> YOUR TASK
I'd like the entries that follow repeated exactly, with the pictures left out.

┏━━

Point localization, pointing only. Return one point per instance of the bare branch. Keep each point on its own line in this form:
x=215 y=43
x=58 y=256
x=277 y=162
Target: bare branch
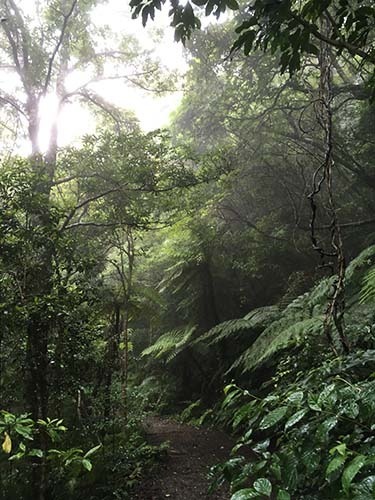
x=58 y=45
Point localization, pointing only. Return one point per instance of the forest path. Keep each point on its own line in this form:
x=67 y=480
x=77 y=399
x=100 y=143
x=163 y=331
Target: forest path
x=191 y=453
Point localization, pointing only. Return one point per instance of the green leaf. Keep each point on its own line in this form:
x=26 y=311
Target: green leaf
x=325 y=427
x=296 y=397
x=36 y=452
x=93 y=450
x=283 y=495
x=295 y=418
x=273 y=417
x=263 y=486
x=87 y=464
x=232 y=4
x=245 y=494
x=351 y=471
x=7 y=443
x=335 y=464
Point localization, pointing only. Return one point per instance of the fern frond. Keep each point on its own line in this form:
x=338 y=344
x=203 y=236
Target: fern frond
x=170 y=344
x=254 y=320
x=275 y=338
x=368 y=290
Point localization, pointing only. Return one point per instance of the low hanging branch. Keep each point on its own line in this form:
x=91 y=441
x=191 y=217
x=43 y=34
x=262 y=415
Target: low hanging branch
x=323 y=177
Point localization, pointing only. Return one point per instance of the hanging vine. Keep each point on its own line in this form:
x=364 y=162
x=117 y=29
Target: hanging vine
x=332 y=257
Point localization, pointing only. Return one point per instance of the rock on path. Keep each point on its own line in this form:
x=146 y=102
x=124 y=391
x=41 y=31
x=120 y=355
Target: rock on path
x=191 y=453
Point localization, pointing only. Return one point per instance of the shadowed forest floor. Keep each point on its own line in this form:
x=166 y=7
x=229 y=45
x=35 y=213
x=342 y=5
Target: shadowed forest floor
x=191 y=453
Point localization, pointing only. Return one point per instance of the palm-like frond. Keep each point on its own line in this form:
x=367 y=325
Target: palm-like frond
x=368 y=290
x=254 y=320
x=171 y=343
x=275 y=338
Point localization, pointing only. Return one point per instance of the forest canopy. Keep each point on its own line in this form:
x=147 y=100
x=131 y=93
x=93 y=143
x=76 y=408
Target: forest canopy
x=217 y=271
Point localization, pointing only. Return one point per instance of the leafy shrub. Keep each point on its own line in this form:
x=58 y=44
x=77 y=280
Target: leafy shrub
x=312 y=438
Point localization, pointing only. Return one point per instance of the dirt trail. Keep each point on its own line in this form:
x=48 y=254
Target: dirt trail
x=191 y=453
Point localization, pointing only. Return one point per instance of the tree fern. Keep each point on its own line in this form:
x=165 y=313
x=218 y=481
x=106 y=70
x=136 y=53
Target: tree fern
x=368 y=290
x=254 y=320
x=275 y=338
x=170 y=344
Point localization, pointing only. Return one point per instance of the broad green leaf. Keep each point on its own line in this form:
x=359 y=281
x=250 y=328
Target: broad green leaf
x=296 y=397
x=263 y=486
x=36 y=452
x=295 y=418
x=7 y=443
x=335 y=464
x=283 y=495
x=273 y=417
x=87 y=464
x=325 y=427
x=351 y=471
x=93 y=450
x=246 y=494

┗━━

> ANSWER FOR THIS EXERCISE
Point localization, pointing only. Return one point per instance of the bare branch. Keep each point on its own line in this form:
x=215 y=43
x=58 y=256
x=277 y=162
Target: bare branch
x=58 y=45
Point localization, pointing only. Return one point per instance of the forest path. Keep each point on its own line in this form:
x=67 y=480
x=77 y=399
x=100 y=143
x=163 y=331
Target: forest path
x=191 y=453
Point localization, pointing only. Return one point per instance of the green leaf. Keep each point on its own line in this form:
x=26 y=311
Target: green leaf
x=325 y=427
x=296 y=397
x=36 y=452
x=93 y=450
x=283 y=495
x=295 y=418
x=273 y=417
x=263 y=486
x=87 y=464
x=232 y=4
x=245 y=494
x=351 y=471
x=7 y=443
x=335 y=464
Point localization, pointing only. Return one point per instance of the fern frond. Keep each point on its own line in this form:
x=338 y=344
x=203 y=236
Target: fern frond
x=170 y=344
x=254 y=320
x=275 y=338
x=368 y=290
Point localization, pointing only. Return one point per instance of the low hanging branch. Keep each point on its own line in this form:
x=91 y=441
x=191 y=217
x=43 y=34
x=262 y=415
Target: low hanging branch
x=323 y=177
Point localization, pointing only. Return one point per instance of the hanging vine. Keep each point on its own line in this form:
x=364 y=162
x=117 y=29
Target: hanging vine
x=332 y=257
Point localization, pointing only. Return one point per instance of the rock on path. Keep each point on its own line in this form:
x=146 y=102
x=124 y=391
x=41 y=31
x=120 y=355
Target: rock on path
x=191 y=453
Point localization, pointing only. Return one point per instance of the shadowed forest floor. Keep each point on its own line in this form:
x=166 y=7
x=229 y=45
x=35 y=213
x=342 y=5
Target: shadowed forest floor
x=191 y=453
Point localization, pointing only. Return one point per instance of the palm-like frond. Keep each point on its own line in this form:
x=367 y=325
Target: palm-like frond
x=368 y=290
x=254 y=320
x=171 y=343
x=275 y=338
Point localization, pointing only. Return one point per instance of the forest canopy. Keep each point on its own line in this form:
x=147 y=100
x=131 y=93
x=93 y=143
x=76 y=408
Target: forest canopy
x=217 y=271
Point localization, pointing only. Return one point per instance of the leafy shrub. Keep each point on its own line in this form:
x=58 y=44
x=77 y=280
Target: leafy shrub
x=312 y=438
Point localization, pointing only. Return one point per instance of the dirt trail. Keep each point on its own line in this form:
x=48 y=254
Target: dirt trail
x=191 y=453
Point localization, pointing only. Return one point per instance of the tree fern. Keep each point on its own line in this form:
x=165 y=313
x=218 y=481
x=106 y=70
x=136 y=53
Target: tree fern
x=368 y=290
x=254 y=320
x=275 y=338
x=170 y=344
Point localization, pointing only. Return one point per instance of the broad green leaf. Keep each point on its own line in this form:
x=359 y=281
x=250 y=328
Target: broad green leaf
x=296 y=397
x=263 y=486
x=36 y=452
x=295 y=418
x=7 y=443
x=335 y=464
x=283 y=495
x=273 y=417
x=87 y=464
x=325 y=427
x=351 y=471
x=93 y=450
x=246 y=494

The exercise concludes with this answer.